EXERCISE DESCRIPTION — Reproduce everything in the listing from its first line down to the line containing "left=386, top=415, right=466, bottom=466", both ends included, and keep the requests and format samples unchanged. Multiply each bounding-box coordinate in the answers by 0.6 and round it to a whole number, with halves going up.

DATA FOR THIS EXERCISE —
──────────

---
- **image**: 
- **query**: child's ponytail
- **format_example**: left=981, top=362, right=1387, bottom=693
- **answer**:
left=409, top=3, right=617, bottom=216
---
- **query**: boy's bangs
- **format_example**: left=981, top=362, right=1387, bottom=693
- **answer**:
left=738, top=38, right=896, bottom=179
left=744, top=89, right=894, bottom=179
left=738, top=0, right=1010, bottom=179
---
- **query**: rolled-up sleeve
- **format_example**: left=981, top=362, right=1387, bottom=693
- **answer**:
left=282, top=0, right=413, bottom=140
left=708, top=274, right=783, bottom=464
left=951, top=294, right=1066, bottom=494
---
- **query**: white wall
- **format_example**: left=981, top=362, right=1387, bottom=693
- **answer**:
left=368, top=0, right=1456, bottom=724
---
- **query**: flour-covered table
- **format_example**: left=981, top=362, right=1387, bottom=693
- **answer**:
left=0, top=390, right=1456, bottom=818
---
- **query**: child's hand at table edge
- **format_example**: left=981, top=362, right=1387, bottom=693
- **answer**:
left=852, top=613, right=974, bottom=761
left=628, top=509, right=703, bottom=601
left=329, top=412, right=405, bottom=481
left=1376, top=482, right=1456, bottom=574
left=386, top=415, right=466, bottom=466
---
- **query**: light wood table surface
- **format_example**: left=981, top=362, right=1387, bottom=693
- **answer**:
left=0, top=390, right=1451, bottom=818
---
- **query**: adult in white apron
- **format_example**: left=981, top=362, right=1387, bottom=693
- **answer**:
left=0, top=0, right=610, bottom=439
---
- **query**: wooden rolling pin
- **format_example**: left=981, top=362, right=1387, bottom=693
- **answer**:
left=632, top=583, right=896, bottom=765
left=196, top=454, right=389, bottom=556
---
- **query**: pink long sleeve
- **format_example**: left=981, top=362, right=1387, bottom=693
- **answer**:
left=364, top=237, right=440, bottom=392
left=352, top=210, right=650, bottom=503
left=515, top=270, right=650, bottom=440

──────────

CORRECT RESPONSE —
---
- **image**: 
- **query**: child's ponytail
- **format_example**: left=981, top=362, right=1387, bottom=693
- **answer**:
left=245, top=2, right=370, bottom=130
---
- **query**: boy's bangs
- **format_example**: left=981, top=362, right=1387, bottom=693
- **answer**:
left=443, top=23, right=538, bottom=107
left=446, top=53, right=536, bottom=107
left=443, top=0, right=606, bottom=107
---
- **query**: rolled-up sleeve
- **format_example**: left=981, top=362, right=1387, bottom=693
- **answer**:
left=169, top=0, right=248, bottom=84
left=425, top=164, right=470, bottom=278
left=571, top=176, right=640, bottom=296
---
- **query**: white wall
- **format_example**: left=981, top=362, right=1387, bottom=693
- **answer**:
left=221, top=0, right=874, bottom=434
---
- **query**: flour-covered table
- **format_example**: left=981, top=362, right=1387, bottom=693
- **answer**:
left=0, top=234, right=874, bottom=491
---
- **query**: child's hand at table edge
- **format_example**: left=981, top=362, right=1387, bottom=693
- **answer**:
left=511, top=368, right=584, bottom=457
left=377, top=305, right=422, bottom=361
left=197, top=247, right=243, bottom=289
left=826, top=289, right=874, bottom=344
left=232, top=249, right=280, bottom=280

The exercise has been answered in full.